--- START OF EXTRACT TO READ ---
They are both funded and controlled by self-serving so-called “money bags” and “godfathers”. Indeed, in each of these parties, State Governors have increasingly become the “money bags” and godfathers, controlling and influencing the leadership recruitment processes and virtually all affairs of the parties, by virtue of their control of, and corrupt enrichment from, public resources.
Consequently, patronage, clientelism and prebendal dispositions constitute the framework for leadership/candidate recruitment. The significance of assessment of character traits and personal attributes of potential recruits is jettisoned and replaced by arbitrariness, and selfserving objectives and dispositions.
The integrity of the electoral process is being systemically undermined covertly as well as overtly by the dominant elite in governance and their political parties. For example, as they ‘select’ or ‘recruit’ potential clients an put them forth as ‘candidates’ in elections, they use all sorts of undemocratic, illiberal and fraudulent means to get them “elected”. Such elected ‘representatives’ in governance proceed to stand the assumptions of liberal democratic theory mentioned earlier, on its head: the dominant elite become the masters and principals, the state becomes their agent, and citizens become their servants, or even their slaves. Specifically, they proceed to use their elective positions to pander to their godfathers; to corruptly enrich themselves and recoup their personal ‘investments’ and those of their patrons in electoral politics; and either because of incompetence or lack of care, they proceed to woefully fail to provide exemplary leadership with good governance, and in satisfying the basic needs and aspirations of the citizens.
The current Nigerian situation, therefore, clearly indicates that, although we are living in the 21st century and claiming to operate under a liberal democratic dispensation, our greedy and fractious elite who have put a stranglehold on electoral party politics, are not abiding by its basic tenets and principles and are undemocratically recruiting pliant, incompetent or equally greedy and selfserving followers, further compounding the crisis of leadership and governance, and accelerating instability, insecurity and the fragility of the increasingly failing Nigerian state.
What is to be Done?
Clearly the current context of our democratic development, as well as the character and nature of the Nigerian state, lives much to be desired. For Nigeria to stabilize and progress as a modern democratic nation state in the 21st century, we have to work hard to change our ways.
--- END OF EXTRACT TO READ ---
• [EXERCISE TASK A] Print the section of the passage on Nigerian party politics that starts with "What is to be" and goes on through "change our ways.", word for word.
--- START OF RECORDS ---
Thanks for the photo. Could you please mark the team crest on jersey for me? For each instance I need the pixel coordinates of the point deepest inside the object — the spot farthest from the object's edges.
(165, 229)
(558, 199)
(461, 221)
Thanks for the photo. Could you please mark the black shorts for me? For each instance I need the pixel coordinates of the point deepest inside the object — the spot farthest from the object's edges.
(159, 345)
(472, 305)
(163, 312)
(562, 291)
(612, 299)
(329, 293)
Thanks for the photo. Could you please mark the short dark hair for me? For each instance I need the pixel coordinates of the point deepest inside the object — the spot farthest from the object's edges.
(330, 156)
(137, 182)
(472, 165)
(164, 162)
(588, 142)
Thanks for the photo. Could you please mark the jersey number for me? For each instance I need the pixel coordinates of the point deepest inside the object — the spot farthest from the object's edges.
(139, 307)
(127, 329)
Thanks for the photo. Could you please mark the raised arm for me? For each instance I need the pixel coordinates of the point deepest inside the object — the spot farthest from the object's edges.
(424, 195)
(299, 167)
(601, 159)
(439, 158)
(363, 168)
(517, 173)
--- END OF RECORDS ---
• [EXERCISE TASK B] Output the lines of the entries exactly as they appear, starting with the line containing "Thanks for the photo. Could you please mark the raised" and going on through the final line of the entries.

• [TASK RESPONSE A]
What is to be Done?
Clearly the current context of our democratic development, as well as the character and nature of the Nigerian state, lives much to be desired. For Nigeria to stabilize and progress as a modern democratic nation state in the 21st century, we have to work hard to change our ways.

• [TASK RESPONSE B]
Thanks for the photo. Could you please mark the raised arm for me? For each instance I need the pixel coordinates of the point deepest inside the object — the spot farthest from the object's edges.
(424, 195)
(299, 167)
(601, 159)
(439, 158)
(363, 168)
(517, 173)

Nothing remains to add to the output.